**Consignes de l'exercice:**
• 1. Dans le texte sur le capitalisme et les travailleurs sans papiers, quelles activités non délocalisées sont citées comme étant au service du corps des maîtres ?
• 2. Poursuivez le texte sur le capitalisme et les travailleurs sans papiers après sa dernière phrase.

**Texte à lire:**
Le capitalisme a un besoin frénétique de travailleurs sans papiers. Son rêve absolu ne peut pas déboucher sur tous les travailleurs transformés en esclaves sans papiers apeurés, au risque de s’effondrer immédiatement. Le capitalisme a besoin des économies parallèles ; Berlusconi avait affirmé l’utilité du « travail au noir ». Il en a besoin pour les activités non délocalisées au service du corps des maîtres : travail domestique, sexuel, travaux du bâtiment, des soins gériatriques. Le travail de proximité de type domestique n’est pas une spécialité importée du tiers-monde. Ces tâches, même exécutées par des autochtones ou des immigrés européens, ont toujours été peu ou prou maintenues en lisière des droits sociaux. Des intellectuels de gauche tiers-mondistes ou des vedettes au cœur altruiste emploient des femmes de ménage hors de toute réglementation ; elles sont taillables et corvéables à merci et le syndicat des concierges n’y peut rien.

**Jeu de données:**

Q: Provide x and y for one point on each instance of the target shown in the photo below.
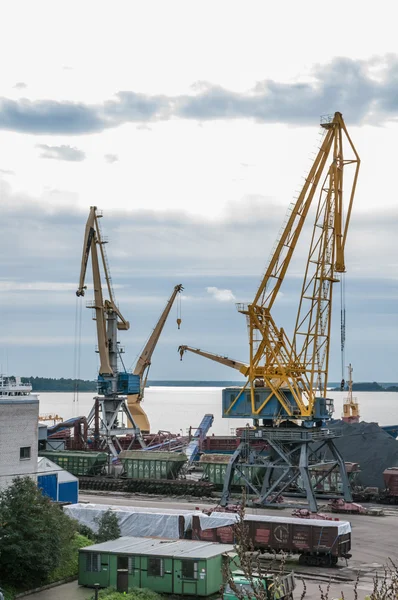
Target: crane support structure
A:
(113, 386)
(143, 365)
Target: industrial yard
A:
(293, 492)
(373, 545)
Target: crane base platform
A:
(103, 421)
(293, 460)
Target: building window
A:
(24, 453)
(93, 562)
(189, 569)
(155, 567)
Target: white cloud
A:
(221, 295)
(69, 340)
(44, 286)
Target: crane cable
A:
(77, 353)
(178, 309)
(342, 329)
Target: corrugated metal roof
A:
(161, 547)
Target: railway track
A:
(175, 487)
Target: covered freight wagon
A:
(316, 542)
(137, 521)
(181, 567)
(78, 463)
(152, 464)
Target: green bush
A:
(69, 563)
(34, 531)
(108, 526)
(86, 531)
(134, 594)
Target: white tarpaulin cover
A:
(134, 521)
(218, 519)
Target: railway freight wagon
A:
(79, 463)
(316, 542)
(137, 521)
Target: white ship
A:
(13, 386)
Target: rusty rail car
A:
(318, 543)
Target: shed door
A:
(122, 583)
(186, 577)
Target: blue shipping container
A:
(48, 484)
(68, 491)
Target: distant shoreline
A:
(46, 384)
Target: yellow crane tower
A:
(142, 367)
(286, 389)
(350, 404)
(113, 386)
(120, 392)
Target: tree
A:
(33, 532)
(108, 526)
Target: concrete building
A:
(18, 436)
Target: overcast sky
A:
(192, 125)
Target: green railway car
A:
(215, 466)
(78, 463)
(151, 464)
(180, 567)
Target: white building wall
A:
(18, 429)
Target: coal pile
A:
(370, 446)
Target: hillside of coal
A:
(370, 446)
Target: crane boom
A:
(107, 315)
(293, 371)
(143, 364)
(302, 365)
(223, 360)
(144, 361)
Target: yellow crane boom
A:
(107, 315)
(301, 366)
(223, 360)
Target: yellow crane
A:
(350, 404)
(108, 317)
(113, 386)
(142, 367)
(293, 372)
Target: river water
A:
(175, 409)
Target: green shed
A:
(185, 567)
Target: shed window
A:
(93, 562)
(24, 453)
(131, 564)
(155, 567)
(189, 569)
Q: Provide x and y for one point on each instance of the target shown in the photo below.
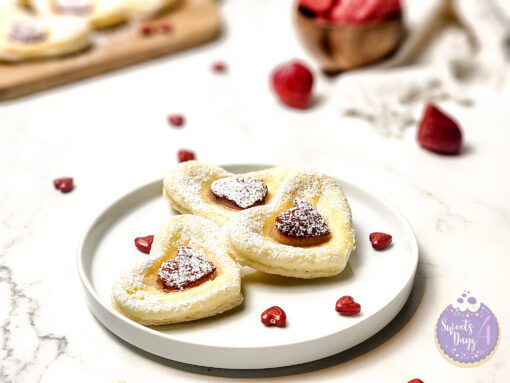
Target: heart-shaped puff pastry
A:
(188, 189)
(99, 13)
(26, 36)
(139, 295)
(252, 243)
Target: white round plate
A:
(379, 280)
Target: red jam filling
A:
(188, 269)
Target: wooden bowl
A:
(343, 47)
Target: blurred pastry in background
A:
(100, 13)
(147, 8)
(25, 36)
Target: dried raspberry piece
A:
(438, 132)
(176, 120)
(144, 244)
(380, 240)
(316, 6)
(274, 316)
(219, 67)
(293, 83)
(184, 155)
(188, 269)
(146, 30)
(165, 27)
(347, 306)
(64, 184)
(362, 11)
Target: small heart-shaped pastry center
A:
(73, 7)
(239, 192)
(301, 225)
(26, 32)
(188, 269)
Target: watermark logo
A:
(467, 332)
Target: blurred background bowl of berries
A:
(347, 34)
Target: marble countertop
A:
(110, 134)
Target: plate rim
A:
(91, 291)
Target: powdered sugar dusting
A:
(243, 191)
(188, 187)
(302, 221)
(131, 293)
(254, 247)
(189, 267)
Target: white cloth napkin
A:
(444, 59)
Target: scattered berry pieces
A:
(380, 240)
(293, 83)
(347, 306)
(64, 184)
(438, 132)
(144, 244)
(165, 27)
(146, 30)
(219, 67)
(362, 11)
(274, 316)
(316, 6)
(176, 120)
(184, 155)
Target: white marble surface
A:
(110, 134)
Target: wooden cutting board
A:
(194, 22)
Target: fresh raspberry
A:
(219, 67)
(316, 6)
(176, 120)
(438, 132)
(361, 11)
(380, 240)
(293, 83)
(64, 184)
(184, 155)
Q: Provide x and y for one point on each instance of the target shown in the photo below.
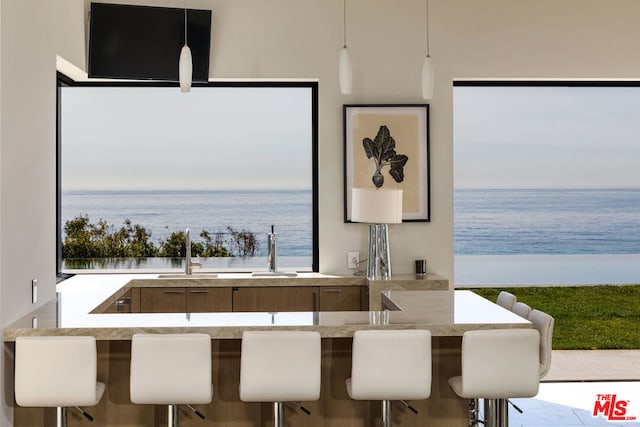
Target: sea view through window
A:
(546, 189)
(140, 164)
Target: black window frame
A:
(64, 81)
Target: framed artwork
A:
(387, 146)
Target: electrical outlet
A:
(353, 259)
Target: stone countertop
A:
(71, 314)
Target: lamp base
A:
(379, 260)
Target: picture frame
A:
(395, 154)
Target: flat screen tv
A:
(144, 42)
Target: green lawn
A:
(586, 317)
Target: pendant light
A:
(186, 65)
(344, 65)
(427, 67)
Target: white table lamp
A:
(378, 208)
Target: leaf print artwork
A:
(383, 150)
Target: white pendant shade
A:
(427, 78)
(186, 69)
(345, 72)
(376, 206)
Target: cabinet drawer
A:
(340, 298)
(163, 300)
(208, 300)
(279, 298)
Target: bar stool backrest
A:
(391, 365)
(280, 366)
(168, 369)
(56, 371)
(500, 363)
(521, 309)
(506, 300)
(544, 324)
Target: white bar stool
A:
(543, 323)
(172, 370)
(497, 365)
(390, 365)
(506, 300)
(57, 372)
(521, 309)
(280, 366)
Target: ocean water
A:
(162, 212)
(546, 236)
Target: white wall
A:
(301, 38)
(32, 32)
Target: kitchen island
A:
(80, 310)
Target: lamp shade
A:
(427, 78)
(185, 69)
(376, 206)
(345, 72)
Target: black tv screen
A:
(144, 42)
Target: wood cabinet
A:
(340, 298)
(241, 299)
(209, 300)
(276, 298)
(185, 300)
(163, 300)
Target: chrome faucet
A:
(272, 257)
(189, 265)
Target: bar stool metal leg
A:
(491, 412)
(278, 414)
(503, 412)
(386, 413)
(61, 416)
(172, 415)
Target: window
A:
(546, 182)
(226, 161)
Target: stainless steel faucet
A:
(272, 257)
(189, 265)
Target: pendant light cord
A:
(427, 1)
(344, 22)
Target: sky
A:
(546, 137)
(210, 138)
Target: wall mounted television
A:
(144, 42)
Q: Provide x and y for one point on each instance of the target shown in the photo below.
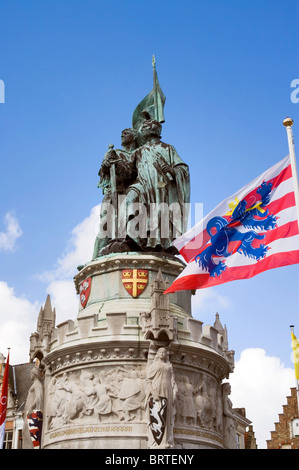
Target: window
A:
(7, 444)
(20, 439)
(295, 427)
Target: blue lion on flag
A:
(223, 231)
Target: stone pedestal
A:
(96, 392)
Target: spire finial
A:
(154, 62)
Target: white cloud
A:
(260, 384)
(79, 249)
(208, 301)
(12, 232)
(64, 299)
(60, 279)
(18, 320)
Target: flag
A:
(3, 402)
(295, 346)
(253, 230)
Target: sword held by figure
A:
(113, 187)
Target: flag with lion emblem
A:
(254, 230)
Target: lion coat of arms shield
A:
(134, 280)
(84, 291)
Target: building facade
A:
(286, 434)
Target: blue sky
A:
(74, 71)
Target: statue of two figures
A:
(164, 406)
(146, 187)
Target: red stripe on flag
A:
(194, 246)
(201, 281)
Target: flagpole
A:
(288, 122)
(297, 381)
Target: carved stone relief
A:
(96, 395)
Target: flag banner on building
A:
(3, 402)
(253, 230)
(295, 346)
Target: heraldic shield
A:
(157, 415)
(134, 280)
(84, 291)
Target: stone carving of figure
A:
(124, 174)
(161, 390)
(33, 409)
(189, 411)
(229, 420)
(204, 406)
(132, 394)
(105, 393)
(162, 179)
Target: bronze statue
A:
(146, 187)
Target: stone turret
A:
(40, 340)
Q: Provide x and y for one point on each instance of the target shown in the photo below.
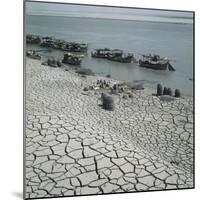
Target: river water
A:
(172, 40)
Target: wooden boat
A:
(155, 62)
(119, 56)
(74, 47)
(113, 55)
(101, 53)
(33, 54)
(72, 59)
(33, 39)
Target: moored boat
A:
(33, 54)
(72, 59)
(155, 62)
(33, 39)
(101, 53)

**Réponses par consigne:**
• 1. Le travail domestique, le travail sexuel, les travaux du bâtiment et les soins gériatriques.

• 2.
L’utilisation du terme « déportation » appliqué aux expulsions d’immigrés, révèle un fond de gauche antifasciste certes, mais inopérant parce que ce concept appartenait à une pratique en temps de guerre mondiale (aussi stupide que le fameux CRS = SS). C’est un déni historique stupide que de mettre sur le même plan la déportation des juifs et l’expulsion d’immigrés, et cela ne peut que servir à alimenter l’idéologie néo-fasciste des intégristes musulmaniaques, accessoires dans la tragédie mondiale de la misère. Les puissances démocratiques sont odieuses mais ne sont pas fascistes ; elles sont en tout cas plus intelligentes et plus perverses que le fascisme disparu.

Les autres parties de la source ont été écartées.